**Natural-language object grounding data**
==*==

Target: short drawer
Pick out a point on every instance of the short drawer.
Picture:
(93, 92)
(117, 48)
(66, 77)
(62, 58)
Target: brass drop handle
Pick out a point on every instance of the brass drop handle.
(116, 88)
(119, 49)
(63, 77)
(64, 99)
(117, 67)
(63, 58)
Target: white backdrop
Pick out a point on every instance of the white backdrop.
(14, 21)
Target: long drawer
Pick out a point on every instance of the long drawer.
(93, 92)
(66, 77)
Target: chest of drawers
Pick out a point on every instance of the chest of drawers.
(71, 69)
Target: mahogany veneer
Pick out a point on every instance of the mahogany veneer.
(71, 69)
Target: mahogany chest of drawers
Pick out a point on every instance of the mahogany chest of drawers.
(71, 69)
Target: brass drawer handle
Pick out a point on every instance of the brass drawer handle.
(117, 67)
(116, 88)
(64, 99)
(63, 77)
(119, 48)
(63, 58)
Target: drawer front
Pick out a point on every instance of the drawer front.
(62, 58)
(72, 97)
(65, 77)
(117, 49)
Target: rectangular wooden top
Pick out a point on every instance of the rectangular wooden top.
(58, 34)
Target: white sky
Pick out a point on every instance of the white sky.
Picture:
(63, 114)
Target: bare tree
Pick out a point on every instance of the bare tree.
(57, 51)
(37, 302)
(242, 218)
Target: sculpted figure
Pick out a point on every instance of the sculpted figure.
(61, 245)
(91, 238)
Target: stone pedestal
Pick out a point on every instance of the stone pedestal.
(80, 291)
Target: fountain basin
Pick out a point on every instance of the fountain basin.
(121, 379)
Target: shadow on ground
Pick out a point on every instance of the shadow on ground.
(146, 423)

==*==

**Instructions to follow**
"short" is the word to look for; copy every line of the data that has it.

**Answer to this task**
Target: short drawer
Pick out a point on every instance of the short drawer.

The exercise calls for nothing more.